GIVEN REQUEST - Can you copy out every one of the following items word for word, without changing anything?

DATASET RECORDS -
════════════════

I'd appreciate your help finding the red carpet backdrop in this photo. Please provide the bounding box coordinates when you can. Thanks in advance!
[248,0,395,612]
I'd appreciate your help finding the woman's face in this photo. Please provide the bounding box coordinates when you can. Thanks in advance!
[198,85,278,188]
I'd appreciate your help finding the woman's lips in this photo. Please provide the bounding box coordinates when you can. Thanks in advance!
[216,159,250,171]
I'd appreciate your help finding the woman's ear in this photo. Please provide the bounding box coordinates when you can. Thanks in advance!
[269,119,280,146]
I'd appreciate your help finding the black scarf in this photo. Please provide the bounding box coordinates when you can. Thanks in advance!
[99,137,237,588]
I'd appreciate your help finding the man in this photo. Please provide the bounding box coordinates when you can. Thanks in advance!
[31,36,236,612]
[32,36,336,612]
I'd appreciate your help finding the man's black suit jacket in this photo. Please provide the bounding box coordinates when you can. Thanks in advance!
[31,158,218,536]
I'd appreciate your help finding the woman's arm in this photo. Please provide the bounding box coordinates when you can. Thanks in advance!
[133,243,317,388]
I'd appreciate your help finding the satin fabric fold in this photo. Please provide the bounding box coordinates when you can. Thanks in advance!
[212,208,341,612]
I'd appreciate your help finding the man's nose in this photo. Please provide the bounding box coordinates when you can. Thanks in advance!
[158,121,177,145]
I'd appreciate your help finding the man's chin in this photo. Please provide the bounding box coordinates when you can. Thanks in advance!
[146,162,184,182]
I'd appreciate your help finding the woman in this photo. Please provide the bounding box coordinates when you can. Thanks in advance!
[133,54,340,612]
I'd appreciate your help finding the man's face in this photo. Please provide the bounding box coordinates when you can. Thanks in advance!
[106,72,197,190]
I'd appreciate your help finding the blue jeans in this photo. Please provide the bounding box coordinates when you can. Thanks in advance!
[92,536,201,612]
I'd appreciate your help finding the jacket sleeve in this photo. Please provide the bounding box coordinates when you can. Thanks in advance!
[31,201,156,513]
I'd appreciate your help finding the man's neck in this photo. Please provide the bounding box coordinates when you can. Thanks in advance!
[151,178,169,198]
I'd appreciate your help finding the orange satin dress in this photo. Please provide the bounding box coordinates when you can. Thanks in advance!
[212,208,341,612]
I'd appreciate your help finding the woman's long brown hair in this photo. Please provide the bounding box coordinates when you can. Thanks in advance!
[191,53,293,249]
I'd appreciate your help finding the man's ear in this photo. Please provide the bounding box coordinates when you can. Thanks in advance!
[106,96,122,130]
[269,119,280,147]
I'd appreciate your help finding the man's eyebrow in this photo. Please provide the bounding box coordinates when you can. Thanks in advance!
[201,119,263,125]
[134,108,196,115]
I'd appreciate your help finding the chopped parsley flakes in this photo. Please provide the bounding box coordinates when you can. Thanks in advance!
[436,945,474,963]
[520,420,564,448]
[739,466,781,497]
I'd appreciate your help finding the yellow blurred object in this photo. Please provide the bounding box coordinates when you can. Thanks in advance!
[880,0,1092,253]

════════════════

PROBLEM SOLUTION -
I'd appreciate your help finding the red carpet backdrop in this photo. Please provide the bounding box coordinates when you can. Thanks in advance!
[248,0,395,612]
I'd appreciate your help finding the woman's face in this photo. Please provide the bounding box coordinates when you can. Thanks in advance!
[198,85,278,188]
I'd appreciate your help finding the woman's lips in this photo. Please provide the bounding box coordinates when you can. Thanks in advance!
[216,159,250,171]
I'd appreciate your help finding the woman's ear in this photo. Please provide the bounding box coordinates when you can. Thanks in advance!
[269,119,280,146]
I'd appreciate your help finding the black scarf in this photo. Please provide the bounding box coordinates when you can. Thanks in advance!
[99,137,237,588]
I'd appreciate your help finding the man in this photo. Please provide the bounding box coordinates when you can. Thanks in advance!
[31,36,236,612]
[32,36,336,612]
I'd appreciate your help finding the man's black suit jacket in this photo. Please provide the bounding box coordinates when you can. Thanks in advance!
[31,158,218,536]
I'd appreciate your help finding the woman's arm in this photo. Please provide the bounding box coordinates when you can. Thanks in advance!
[133,243,317,388]
I'd appreciate your help finding the satin fabric fold in this photo. Please provide the bounding box coordinates when you can. Thanks in advance!
[212,208,341,612]
I'd appreciate your help finding the man's nose in this photo. Please provide the bounding box coordinates when you can. Thanks in advance!
[158,121,177,145]
I'd appreciate your help finding the man's chin in this photo. Please provide the bounding box coordinates when you can. Thanks in advance!
[146,162,184,182]
I'd appreciate your help finding the woman in this photo. Please provide the bounding box coordinates when you can. Thanks in advance!
[133,54,340,612]
I'd appreciate your help finding the man's face in this photo. Please provide the bounding box coordinates when you can. Thanks in advance!
[106,72,197,190]
I'd appreciate your help finding the blue jeans in this photo. Please provide the bounding box coordinates when you can. Thanks in advance!
[92,536,201,612]
I'd appreciate your help finding the jacket sleeve in this photo. Please provide the bounding box coordinates when you can. Thanks in advance!
[31,201,156,513]
I'd appreciate your help finding the man's neck in this photo. Please provide the bounding box coordinates when you can. Thanks in advance!
[151,178,169,198]
I'd appreciate your help finding the orange satin dress in this photo. Please provide the bounding box coordinates when you can. Thanks in advance!
[212,208,341,612]
I'd appreciate your help finding the woman's long brown hair in this photo. Please provide the bounding box coordinates when you can. Thanks in advance!
[191,53,293,249]
I'd appreciate your help finding the man's ear in this photo. Please provide the bounding box coordinates when you can. Thanks in advance!
[106,96,122,130]
[269,119,280,147]
I'd appreciate your help finding the man's eyebrow in this photo. Please provide the bounding box coordinates when you can. Thanks in advance!
[201,119,263,125]
[134,108,196,115]
I'd appreciate your help finding the chopped parsley flakes in this photo. Please provide the bounding box coordinates when you can. Thanks in advance!
[436,945,474,963]
[520,420,564,448]
[739,466,781,497]
I'd appreciate your help finding the yellow blurred object in this photo. Please provide the bounding box coordinates when you can. Thanks in advance!
[880,0,1092,253]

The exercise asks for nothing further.